**TASK DESCRIPTION:** Transcribe, word for word and with nothing extra, the line containing "Query: white and blue tram" and each line that comes after it in the entries.

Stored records
+---+

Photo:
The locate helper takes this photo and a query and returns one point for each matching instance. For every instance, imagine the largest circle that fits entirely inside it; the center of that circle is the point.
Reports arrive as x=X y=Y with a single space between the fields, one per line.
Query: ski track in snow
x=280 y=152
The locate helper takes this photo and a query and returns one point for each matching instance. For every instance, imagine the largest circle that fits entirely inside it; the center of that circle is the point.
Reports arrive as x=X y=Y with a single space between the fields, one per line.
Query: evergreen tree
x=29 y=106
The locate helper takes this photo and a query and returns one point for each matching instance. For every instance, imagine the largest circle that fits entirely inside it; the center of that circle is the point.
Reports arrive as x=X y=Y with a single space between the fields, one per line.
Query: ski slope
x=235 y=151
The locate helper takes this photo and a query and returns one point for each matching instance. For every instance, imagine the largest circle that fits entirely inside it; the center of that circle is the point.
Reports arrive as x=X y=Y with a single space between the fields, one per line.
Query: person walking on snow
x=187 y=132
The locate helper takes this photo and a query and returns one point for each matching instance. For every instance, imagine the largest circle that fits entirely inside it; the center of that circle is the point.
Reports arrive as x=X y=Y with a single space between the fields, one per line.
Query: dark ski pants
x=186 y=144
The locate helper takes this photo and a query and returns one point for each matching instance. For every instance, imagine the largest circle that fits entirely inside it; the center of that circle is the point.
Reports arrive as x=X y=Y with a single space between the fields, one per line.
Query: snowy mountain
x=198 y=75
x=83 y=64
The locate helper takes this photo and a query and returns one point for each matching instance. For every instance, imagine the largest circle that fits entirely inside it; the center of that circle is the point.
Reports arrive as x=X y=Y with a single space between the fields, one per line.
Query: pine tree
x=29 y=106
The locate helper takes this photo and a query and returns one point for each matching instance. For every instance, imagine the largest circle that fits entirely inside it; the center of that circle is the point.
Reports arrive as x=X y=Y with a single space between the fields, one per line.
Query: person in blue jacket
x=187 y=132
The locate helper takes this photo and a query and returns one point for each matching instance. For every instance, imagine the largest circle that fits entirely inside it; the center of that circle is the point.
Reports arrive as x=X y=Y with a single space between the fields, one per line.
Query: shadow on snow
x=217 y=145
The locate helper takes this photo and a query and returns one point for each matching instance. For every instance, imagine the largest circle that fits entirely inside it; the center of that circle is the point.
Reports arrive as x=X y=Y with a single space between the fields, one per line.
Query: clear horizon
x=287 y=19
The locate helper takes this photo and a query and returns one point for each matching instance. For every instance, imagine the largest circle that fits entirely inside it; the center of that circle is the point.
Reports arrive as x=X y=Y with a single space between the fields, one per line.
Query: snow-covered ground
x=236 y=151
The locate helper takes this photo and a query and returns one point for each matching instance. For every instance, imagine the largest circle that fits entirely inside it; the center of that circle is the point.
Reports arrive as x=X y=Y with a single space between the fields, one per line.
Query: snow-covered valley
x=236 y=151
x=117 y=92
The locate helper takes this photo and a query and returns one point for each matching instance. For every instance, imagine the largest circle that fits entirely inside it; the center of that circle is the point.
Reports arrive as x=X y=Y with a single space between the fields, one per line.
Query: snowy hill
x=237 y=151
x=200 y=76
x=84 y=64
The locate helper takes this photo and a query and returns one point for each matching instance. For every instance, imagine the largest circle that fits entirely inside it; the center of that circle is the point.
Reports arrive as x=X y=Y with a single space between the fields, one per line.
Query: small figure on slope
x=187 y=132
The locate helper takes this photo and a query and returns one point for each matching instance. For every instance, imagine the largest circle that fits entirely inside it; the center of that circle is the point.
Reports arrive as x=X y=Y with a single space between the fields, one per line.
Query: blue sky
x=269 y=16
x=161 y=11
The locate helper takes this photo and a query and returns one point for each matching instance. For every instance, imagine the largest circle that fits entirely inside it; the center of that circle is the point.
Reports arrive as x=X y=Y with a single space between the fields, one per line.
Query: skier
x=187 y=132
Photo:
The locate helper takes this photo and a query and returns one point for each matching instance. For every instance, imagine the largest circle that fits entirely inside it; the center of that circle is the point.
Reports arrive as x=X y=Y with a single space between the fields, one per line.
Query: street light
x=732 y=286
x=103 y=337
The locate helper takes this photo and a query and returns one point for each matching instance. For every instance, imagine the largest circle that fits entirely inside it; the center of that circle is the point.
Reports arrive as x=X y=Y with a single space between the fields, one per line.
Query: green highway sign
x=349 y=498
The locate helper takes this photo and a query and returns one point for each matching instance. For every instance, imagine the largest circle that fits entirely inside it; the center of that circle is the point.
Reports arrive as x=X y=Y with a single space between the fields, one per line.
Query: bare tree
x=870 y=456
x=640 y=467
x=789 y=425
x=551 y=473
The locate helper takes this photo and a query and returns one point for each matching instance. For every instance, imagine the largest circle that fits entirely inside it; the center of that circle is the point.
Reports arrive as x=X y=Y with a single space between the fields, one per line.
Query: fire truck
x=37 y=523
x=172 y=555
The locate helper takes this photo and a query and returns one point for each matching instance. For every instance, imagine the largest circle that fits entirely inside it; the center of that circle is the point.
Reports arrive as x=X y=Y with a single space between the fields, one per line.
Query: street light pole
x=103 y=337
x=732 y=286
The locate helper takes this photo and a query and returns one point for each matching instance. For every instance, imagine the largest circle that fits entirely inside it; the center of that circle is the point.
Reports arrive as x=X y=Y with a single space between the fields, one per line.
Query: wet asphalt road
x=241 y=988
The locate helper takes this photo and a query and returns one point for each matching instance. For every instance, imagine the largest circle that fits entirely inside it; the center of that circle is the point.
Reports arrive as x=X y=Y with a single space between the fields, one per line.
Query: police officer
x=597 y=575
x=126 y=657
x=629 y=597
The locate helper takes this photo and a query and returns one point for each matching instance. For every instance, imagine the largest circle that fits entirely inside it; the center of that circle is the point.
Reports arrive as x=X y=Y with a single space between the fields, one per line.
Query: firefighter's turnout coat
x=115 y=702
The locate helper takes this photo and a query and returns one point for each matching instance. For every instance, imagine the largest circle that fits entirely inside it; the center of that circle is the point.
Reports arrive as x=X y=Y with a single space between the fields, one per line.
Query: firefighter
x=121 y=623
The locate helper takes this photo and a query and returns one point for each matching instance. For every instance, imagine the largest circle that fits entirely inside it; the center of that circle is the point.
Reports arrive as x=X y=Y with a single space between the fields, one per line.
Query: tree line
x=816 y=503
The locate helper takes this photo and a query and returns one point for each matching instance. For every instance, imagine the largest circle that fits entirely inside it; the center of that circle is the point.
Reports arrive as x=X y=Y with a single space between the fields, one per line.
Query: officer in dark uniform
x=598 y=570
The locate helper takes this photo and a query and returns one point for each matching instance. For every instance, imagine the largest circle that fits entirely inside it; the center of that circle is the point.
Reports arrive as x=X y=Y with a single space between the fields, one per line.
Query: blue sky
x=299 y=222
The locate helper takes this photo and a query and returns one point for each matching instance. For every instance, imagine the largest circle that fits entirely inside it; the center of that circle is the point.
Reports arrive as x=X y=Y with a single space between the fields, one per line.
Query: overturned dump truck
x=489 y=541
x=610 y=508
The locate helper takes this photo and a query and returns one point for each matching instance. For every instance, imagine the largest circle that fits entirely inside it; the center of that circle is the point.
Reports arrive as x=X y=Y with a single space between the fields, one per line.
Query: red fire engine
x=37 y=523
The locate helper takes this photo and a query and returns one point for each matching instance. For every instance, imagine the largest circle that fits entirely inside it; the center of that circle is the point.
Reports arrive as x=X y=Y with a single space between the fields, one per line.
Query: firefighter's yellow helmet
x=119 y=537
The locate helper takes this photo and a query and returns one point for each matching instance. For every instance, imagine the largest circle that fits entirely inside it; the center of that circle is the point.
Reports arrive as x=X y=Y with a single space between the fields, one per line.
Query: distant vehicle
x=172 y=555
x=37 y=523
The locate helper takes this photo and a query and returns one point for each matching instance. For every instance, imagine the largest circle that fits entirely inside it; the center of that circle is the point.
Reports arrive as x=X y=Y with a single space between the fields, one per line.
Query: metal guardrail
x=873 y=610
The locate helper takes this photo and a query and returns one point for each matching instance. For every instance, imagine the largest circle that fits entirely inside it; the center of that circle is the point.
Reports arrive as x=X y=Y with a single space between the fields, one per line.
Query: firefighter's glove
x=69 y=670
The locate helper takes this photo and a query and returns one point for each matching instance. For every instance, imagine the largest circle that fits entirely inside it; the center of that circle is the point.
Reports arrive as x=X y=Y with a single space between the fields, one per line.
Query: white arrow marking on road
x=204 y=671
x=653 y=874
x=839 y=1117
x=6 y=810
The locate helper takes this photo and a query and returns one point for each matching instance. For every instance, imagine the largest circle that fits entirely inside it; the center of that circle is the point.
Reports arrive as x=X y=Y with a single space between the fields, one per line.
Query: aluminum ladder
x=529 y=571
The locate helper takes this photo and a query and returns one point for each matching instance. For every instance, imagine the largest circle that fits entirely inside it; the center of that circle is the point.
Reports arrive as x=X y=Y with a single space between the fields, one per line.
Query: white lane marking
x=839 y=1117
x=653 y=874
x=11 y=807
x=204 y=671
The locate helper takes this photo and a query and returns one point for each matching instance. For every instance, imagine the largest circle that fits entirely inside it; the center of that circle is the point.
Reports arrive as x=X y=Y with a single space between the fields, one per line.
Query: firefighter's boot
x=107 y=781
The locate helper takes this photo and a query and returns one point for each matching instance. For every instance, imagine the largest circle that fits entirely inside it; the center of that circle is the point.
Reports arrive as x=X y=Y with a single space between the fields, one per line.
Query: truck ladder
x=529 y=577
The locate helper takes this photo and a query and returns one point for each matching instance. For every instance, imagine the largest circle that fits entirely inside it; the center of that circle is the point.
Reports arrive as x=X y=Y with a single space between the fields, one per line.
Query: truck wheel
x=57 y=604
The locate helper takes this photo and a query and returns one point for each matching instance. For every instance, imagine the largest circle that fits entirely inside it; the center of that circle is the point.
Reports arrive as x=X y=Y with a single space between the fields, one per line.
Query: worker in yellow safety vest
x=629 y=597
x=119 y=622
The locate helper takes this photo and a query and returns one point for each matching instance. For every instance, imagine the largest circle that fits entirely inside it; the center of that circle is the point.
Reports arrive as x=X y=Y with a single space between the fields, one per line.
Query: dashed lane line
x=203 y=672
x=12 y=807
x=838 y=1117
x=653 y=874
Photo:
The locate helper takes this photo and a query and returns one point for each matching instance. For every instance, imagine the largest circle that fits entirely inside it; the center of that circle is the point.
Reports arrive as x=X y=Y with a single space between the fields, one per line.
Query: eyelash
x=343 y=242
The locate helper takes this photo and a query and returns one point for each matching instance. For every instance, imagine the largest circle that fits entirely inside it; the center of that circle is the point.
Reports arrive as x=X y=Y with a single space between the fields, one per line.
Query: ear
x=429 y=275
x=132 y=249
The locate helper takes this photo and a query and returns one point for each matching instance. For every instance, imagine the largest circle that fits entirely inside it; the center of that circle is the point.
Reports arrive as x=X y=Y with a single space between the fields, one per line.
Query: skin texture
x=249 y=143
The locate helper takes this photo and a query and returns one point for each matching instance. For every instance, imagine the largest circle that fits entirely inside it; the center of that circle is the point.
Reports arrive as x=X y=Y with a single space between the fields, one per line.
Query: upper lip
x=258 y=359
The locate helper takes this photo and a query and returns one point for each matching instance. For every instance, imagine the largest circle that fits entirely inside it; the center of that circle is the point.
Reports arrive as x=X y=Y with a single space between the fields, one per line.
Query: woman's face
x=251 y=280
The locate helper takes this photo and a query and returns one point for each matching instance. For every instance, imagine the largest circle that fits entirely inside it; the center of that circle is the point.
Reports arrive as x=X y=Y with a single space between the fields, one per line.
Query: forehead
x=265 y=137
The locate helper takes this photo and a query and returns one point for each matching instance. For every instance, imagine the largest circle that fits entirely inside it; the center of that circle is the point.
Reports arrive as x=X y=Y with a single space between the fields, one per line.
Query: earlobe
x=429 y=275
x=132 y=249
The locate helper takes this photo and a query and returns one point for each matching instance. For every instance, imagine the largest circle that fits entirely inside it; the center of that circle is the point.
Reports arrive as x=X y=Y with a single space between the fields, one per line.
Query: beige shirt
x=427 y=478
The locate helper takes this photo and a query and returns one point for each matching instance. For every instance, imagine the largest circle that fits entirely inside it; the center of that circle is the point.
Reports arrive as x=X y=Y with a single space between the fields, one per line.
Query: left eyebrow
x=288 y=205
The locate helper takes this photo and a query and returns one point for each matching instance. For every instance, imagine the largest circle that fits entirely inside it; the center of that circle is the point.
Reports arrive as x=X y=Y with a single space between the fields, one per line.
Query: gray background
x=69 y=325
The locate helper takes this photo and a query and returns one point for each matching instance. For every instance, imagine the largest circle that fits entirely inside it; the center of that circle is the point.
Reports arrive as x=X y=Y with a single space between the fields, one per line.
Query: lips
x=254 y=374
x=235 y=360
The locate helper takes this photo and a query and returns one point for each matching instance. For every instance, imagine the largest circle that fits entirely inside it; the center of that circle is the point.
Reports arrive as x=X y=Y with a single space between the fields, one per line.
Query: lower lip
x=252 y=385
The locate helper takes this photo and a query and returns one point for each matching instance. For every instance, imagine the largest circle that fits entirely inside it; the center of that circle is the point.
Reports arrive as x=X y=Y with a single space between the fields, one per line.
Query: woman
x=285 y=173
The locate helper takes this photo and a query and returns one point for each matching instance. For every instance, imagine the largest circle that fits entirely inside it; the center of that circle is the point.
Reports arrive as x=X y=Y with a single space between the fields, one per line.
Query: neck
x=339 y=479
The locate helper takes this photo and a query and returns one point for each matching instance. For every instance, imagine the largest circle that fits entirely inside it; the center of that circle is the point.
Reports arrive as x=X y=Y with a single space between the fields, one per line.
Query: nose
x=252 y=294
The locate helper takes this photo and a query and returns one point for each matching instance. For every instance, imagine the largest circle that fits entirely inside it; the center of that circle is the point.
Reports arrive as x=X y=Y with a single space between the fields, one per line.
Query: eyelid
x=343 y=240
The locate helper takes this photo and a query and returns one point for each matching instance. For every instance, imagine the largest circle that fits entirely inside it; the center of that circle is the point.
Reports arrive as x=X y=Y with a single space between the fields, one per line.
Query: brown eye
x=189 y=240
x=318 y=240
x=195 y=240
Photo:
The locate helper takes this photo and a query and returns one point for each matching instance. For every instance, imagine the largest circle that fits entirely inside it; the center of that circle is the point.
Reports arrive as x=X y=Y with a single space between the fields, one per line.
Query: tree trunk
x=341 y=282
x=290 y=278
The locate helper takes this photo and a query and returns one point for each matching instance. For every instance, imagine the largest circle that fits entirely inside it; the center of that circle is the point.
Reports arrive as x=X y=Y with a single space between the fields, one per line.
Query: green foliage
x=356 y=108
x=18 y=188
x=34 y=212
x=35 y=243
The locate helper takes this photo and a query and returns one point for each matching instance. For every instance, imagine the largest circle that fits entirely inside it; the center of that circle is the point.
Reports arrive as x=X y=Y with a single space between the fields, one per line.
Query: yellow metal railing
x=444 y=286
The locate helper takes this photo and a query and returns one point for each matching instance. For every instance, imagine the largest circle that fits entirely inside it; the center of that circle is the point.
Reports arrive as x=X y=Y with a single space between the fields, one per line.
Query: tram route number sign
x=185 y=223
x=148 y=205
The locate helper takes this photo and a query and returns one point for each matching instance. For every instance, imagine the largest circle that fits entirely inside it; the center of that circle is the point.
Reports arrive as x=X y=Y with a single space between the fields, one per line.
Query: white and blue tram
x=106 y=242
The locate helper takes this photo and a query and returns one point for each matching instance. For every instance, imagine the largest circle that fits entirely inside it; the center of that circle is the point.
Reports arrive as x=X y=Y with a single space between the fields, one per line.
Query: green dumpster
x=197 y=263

+---+

**RESPONSE AREA:**
Query: white and blue tram
x=106 y=242
The locate helper takes this photo and a query and returns one point for each matching instance. For every instance, imagine the largest circle that fits entirely inside it; the center of that circle is the point.
Reports arrive as x=X y=Y with a single space between the fields, one per line.
Query: green dumpster
x=197 y=263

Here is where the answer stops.